*** Opening of MATERIAL FOR THE TASK ***
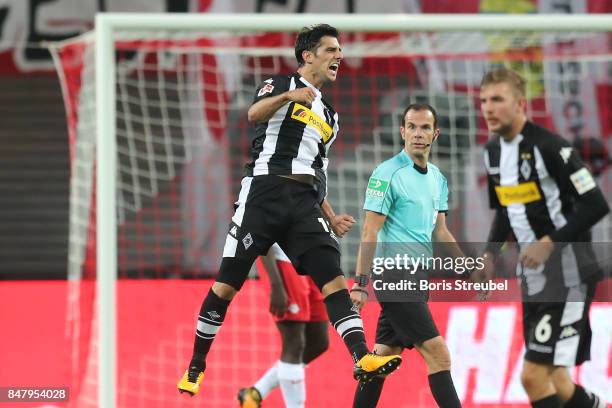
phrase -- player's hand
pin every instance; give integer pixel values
(278, 301)
(304, 96)
(484, 275)
(537, 253)
(341, 224)
(359, 296)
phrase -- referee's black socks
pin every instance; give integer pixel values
(582, 398)
(368, 393)
(443, 389)
(210, 319)
(347, 322)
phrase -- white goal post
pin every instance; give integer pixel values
(107, 24)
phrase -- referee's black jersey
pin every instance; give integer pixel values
(539, 186)
(297, 138)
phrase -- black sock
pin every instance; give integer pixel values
(367, 394)
(347, 322)
(443, 390)
(552, 401)
(582, 399)
(212, 314)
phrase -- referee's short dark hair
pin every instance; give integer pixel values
(309, 37)
(420, 107)
(508, 76)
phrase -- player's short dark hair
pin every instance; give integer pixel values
(420, 107)
(505, 75)
(308, 39)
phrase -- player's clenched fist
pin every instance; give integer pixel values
(359, 296)
(305, 95)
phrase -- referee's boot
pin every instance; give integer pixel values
(191, 380)
(373, 365)
(249, 398)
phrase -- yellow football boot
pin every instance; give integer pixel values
(191, 381)
(373, 365)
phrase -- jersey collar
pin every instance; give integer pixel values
(308, 84)
(406, 159)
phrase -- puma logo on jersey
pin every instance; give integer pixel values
(565, 153)
(568, 331)
(247, 241)
(267, 88)
(303, 114)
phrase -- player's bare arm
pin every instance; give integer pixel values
(263, 110)
(369, 233)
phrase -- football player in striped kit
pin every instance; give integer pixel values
(543, 195)
(278, 202)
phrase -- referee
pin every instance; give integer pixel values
(405, 206)
(545, 197)
(282, 199)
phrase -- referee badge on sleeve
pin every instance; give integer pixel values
(377, 188)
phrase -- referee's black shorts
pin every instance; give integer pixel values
(277, 209)
(405, 324)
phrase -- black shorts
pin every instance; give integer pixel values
(277, 209)
(405, 324)
(559, 333)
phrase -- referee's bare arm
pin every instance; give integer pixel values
(369, 234)
(263, 110)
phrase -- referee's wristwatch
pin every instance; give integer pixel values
(362, 280)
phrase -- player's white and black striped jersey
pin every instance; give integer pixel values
(297, 138)
(539, 186)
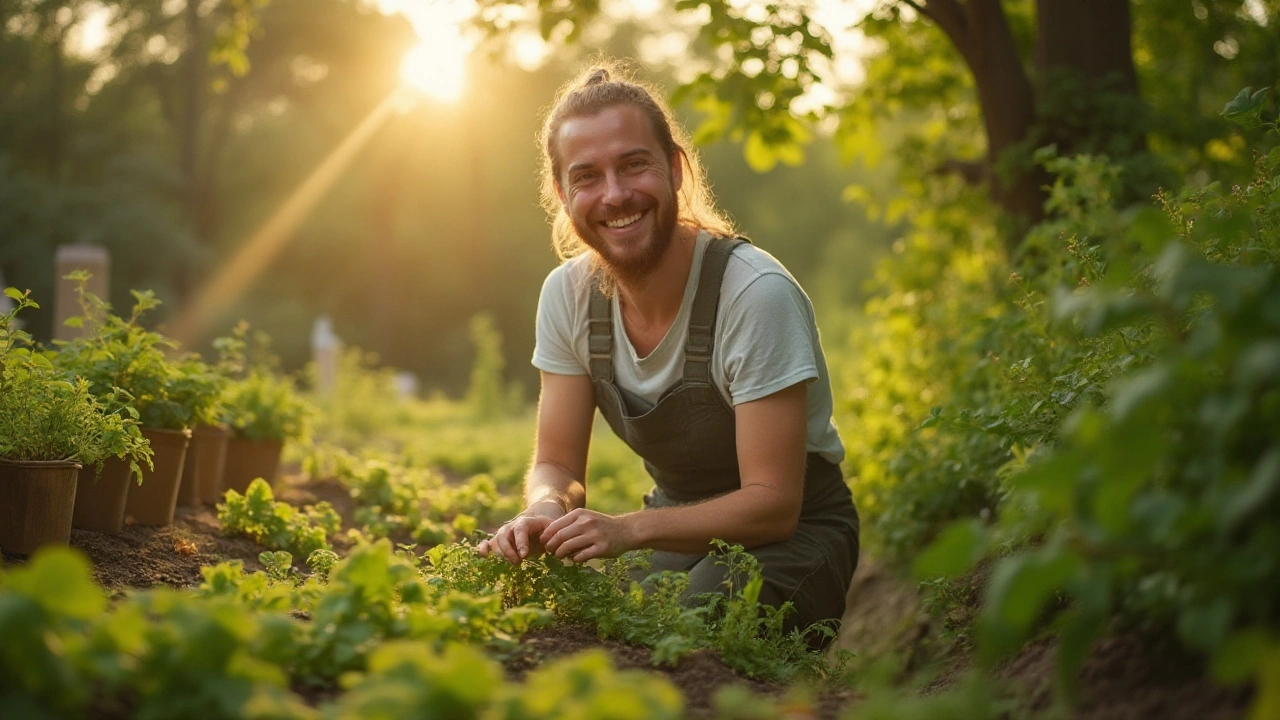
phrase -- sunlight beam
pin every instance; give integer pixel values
(227, 286)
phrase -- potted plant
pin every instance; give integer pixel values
(263, 408)
(202, 470)
(119, 352)
(51, 425)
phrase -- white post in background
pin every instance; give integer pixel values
(324, 351)
(406, 384)
(7, 305)
(90, 258)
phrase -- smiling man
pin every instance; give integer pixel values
(700, 351)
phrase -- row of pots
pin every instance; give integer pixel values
(40, 502)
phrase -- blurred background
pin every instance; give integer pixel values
(178, 133)
(374, 160)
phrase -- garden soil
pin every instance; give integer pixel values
(1127, 677)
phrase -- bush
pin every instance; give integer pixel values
(46, 415)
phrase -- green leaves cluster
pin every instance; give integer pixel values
(1161, 495)
(259, 401)
(46, 414)
(748, 636)
(118, 352)
(278, 525)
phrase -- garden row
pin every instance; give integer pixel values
(118, 423)
(1093, 425)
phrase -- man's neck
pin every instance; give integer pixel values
(657, 297)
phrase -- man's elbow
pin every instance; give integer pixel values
(782, 520)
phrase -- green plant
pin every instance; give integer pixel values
(48, 415)
(118, 352)
(1161, 501)
(748, 636)
(259, 402)
(278, 525)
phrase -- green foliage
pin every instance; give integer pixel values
(1160, 497)
(487, 393)
(364, 409)
(748, 636)
(115, 352)
(48, 415)
(259, 402)
(278, 525)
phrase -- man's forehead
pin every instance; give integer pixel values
(618, 130)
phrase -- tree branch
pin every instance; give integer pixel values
(951, 17)
(972, 172)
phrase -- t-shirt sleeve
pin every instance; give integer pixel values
(767, 338)
(554, 349)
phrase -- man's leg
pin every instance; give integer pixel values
(810, 569)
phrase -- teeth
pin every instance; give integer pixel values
(622, 222)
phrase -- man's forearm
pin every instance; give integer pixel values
(752, 516)
(553, 491)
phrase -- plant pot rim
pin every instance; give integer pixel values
(42, 464)
(205, 428)
(164, 432)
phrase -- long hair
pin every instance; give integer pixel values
(606, 85)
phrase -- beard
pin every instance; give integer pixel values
(631, 268)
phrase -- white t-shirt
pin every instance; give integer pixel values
(766, 338)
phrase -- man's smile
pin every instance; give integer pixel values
(622, 222)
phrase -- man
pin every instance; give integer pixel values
(700, 351)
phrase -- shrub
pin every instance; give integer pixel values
(46, 415)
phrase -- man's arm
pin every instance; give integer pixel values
(771, 451)
(556, 479)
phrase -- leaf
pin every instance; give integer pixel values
(1256, 492)
(1238, 657)
(1020, 587)
(1205, 624)
(1246, 109)
(758, 154)
(1143, 387)
(958, 548)
(59, 579)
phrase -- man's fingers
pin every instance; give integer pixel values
(572, 546)
(504, 545)
(554, 527)
(521, 540)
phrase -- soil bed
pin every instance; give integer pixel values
(1127, 677)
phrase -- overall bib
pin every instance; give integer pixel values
(689, 447)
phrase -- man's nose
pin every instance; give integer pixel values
(616, 190)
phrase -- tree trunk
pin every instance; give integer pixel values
(1086, 40)
(56, 137)
(981, 32)
(1084, 73)
(193, 80)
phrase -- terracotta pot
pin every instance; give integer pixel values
(202, 470)
(100, 499)
(36, 501)
(248, 459)
(152, 502)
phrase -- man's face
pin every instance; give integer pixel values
(618, 188)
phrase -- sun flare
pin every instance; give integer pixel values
(437, 65)
(435, 71)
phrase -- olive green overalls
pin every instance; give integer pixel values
(689, 447)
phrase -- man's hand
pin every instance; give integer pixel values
(583, 534)
(516, 538)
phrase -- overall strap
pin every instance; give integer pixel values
(702, 317)
(599, 338)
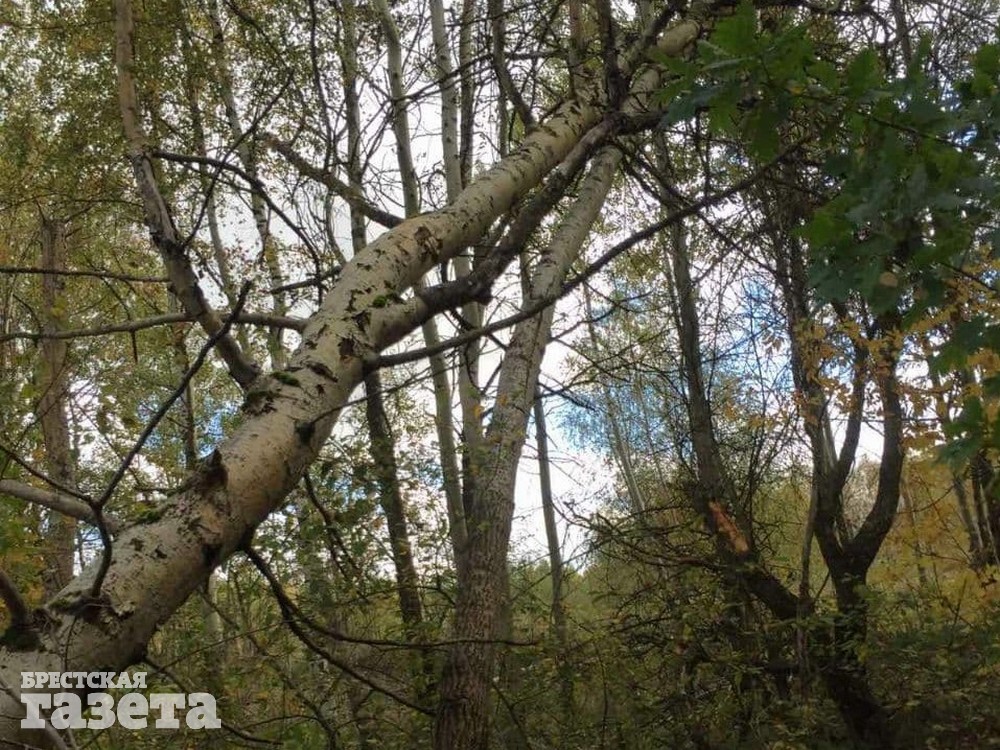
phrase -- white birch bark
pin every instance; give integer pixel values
(157, 564)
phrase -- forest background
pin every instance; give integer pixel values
(298, 301)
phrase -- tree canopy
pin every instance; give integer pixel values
(307, 310)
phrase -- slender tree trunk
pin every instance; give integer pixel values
(60, 530)
(462, 719)
(564, 668)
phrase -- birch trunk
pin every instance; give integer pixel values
(285, 421)
(60, 530)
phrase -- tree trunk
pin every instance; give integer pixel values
(53, 377)
(462, 718)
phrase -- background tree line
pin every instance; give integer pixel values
(277, 284)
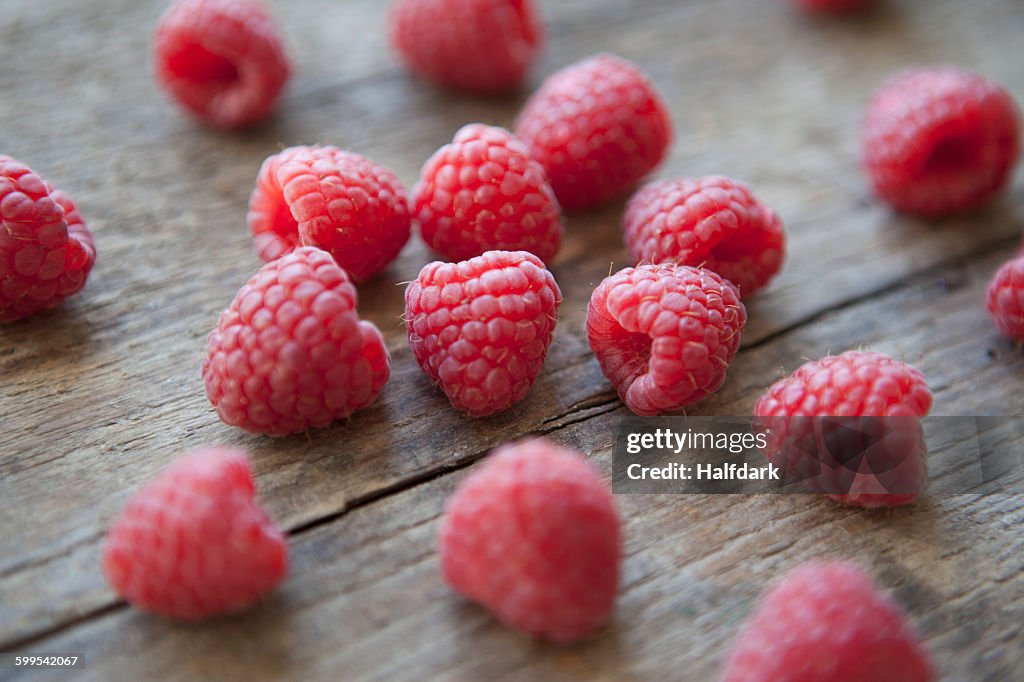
*** Close of MATERIAL FOR THE TASK ***
**EXERCISE DESCRIPTION:** Among the lines above, count those containing the word "garden" and give nothing but the result.

**TASK RESULT:** 2